### WORK ITEM
Scan the records below, and wherever a line has the word "Each", pull it out.

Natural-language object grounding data
* * * * *
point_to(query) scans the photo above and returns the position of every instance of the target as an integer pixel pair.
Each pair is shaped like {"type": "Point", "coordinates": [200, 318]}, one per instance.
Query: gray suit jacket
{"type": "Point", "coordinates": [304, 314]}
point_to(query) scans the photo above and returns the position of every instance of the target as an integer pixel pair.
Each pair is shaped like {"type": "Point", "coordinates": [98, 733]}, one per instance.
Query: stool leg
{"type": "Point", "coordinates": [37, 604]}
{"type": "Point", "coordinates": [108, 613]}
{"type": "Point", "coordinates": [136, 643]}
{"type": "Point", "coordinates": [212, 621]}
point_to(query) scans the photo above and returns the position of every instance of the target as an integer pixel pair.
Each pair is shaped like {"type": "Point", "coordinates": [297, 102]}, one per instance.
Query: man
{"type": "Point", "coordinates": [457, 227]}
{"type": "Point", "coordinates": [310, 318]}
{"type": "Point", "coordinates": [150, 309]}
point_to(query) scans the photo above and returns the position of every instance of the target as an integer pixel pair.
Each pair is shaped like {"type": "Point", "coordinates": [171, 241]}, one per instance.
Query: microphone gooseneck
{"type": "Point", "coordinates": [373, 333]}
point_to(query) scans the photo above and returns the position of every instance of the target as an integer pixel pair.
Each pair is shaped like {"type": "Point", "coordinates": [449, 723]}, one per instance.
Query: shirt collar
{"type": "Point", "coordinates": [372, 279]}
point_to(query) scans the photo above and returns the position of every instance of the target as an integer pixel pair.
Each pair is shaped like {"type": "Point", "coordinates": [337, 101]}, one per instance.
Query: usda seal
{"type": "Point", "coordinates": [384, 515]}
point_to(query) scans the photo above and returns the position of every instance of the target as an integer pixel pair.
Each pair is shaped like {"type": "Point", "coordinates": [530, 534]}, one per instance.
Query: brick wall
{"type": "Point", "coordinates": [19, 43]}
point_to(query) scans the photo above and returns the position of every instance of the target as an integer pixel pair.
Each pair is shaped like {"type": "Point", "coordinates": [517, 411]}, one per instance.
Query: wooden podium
* * * * *
### ANSWER SPACE
Each pair is shaped like {"type": "Point", "coordinates": [200, 318]}, one per instance.
Each pair is shaped like {"type": "Point", "coordinates": [98, 733]}, one per instance.
Each pair is shaped like {"type": "Point", "coordinates": [297, 102]}, one per instance.
Each pair is shaped like {"type": "Point", "coordinates": [171, 241]}, one per instance.
Each pair is shaped like {"type": "Point", "coordinates": [449, 723]}, one per instance.
Each pair is shaped like {"type": "Point", "coordinates": [337, 101]}, one per instance.
Each pair is shaped like {"type": "Point", "coordinates": [530, 534]}, one per instance.
Each pair is shaped like {"type": "Point", "coordinates": [517, 411]}, one per instance.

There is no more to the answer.